> _Document excerpt_
= = = = = = =

The Search for 1921 (Part 2 – Reference Guide)

If you read Part 1 of my 1921 post, you already know that it’s a favorite tequila of mine and that in researching the bottle history, I was fortunate enough to speak with Juan Francisco Collado, a partner with Tequila 1921. Through our conversation and some follow-up emails, Juan was able to clear up a number of questions I had about the production history of the 1921 tequila line.

Until recently, 1921 was produced at Agabe Tequilana Productores y Comercializadores in Jesus Maria, Jalisco under NOM 1079. During this production run, 1921 released their tequilas with a variety of subtle bottling variations, from the waxed caps to the importer to the type of bottle to the labels. With the exception of a roughly two-year phase where the production dates were actually imprinted on the bottles, they don’t give much of an idea about when they were produced.

My aim here is to provide a reference to anyone curious about this brand’s history. Using the blanco line, I’ve put together bottling notes based on Juan’s input as well as bottles in my small collection. While I highlight the differences in the blanco line, many of these same variances can be carried across the Reposado and Reserva Especial lines as well to at least provide a reference point.

Stoppers, Openers & Wax
The first bottles imported to the US market included a dangling leather strap encased in wax (pale green, pale yellow or pale red depending upon the style of the tequila). Peeling the leather strip broke the seal to a natural cork stopper. These fully hand-blown and highly-collectable “Leatherstrap” bottles were produced until 1998.

The second generation bottles continued to carry a wax seal and natural cork stopper, however, the leather strap had been removed. The formula for the wax was also being tweaked, as colder climates tended to cause the wax to crack and chip. In the case of the blancos, the color of the wax became a brighter, more primary shade. The interesting thing about most of these bottles is that they were not immediately distributed to the market, as I will detail mormentarily. Due to a 20% bottle breakage rate, the bottles also changed production techniques, incorporating a semi-automated manufacturing process, while still keeping its artisanal style.

The third and fourth generation bottles again saw the wax color and consistency change, as more plastic was incorporated. The resulting bottles appeared with dull and more muted colored wax seals that also had a plastic shrink-wrap seal around them.

The fifth and sixth generation bottles carry a slightly brighter colored wax seal, however, there is now a pull-tab incorporated into the wax with a synthetic stopper under the seal. The bottles once again changed at this point to a fully-automated production style.

= = = = = = =

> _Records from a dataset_
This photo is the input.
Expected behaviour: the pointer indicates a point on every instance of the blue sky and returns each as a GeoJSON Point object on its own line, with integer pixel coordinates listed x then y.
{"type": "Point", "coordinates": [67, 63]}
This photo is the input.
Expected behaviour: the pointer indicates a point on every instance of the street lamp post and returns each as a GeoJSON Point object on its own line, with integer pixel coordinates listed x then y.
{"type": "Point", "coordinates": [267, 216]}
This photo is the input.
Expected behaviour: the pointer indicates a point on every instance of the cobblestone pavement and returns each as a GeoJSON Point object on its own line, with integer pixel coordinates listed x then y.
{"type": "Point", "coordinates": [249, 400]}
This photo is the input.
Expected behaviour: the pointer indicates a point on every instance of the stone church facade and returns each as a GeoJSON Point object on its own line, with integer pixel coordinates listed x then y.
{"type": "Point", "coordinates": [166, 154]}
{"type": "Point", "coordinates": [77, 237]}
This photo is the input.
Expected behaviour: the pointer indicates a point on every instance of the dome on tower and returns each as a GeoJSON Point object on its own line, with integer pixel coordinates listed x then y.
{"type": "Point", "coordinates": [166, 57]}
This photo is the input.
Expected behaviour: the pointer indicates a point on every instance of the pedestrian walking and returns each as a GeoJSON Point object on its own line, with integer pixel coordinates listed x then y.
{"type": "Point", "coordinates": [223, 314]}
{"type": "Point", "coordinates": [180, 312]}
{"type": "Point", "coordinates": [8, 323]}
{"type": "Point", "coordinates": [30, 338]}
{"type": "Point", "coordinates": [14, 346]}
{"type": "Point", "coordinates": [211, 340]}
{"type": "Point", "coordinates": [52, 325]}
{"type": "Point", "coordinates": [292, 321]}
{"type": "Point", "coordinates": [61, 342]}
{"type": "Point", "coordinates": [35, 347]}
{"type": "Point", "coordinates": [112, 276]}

= = = = = = =

> _Job A_
According to the 1921 tequila article, until what year were the "Leatherstrap" bottles produced?
> _Job B_
Duplicate a passage of the 1921 tequila article, beginning at the words "The third and" and stopping after "seal around them.".
> _Job C_
Go on with the 1921 tequila article from the point at which it stops.
Nothing in the listing is needed to complete this work.

> _Expected answer A_
They were produced until 1998.

> _Expected answer B_
The third and fourth generation bottles again saw the wax color and consistency change, as more plastic was incorporated. The resulting bottles appeared with dull and more muted colored wax seals that also had a plastic shrink-wrap seal around them.

> _Expected answer C_
Labels, Lots & Importers
The first importer of 1921 was Water Street Imports out of Houston, Texas. Their name is clearly listed on the back label on the first and third generation bottles. Generations four, five and six list Casa 1921 USA, based in Manhasset, NY. The difference between a Gen 5 bottle and a Gen 6 bottle is very small, however, it represents a significant change. The Gen 6 bottle carries the NOM 1535 designation, representing the company’s new distillery (Destileria Morales in Arandas, Jalisco). Here’s where the story gets interesting. Water Street Imports stopped buying/importing 1921 in 1998, at which time Frank-Lin Distillers began importing, paying a fee to Water Street to use their license. In addition to that, the second generation bottle lists Casa 1921, based in San Jose, CA, as the importer. Seems odd that a second generation bottle would get thrown in between releases of Water Street, doesn’t it? According to Juan, a large amount of Water Street inventory had been warehoused and never distributed. By 2003, Casa 1921 had opbtained the importing and distriution rights. With that, they also purchased the remaining undistributed and warehoused inventory. The company continued, however, to import and release new product under the license of Water Street Imports, just as Frank-Lin Distillers had. This continued into 2006, when the Casa 1921 name appeared on the labels. This is also when the warehoused inventory was distributed, which explains why a bottle that carries a hand-written lot number on it’s label appears to have been released after so many machine labeled bottles.

Speaking of lot numbers and labels, here’s a quick breakdown of how each generation is marked:
Leatherstraps: Hand numbered bottles on shoulder label (ex: 1234/6500)
Second Generation: a hand-written lot number on shoulder label (ex: 80)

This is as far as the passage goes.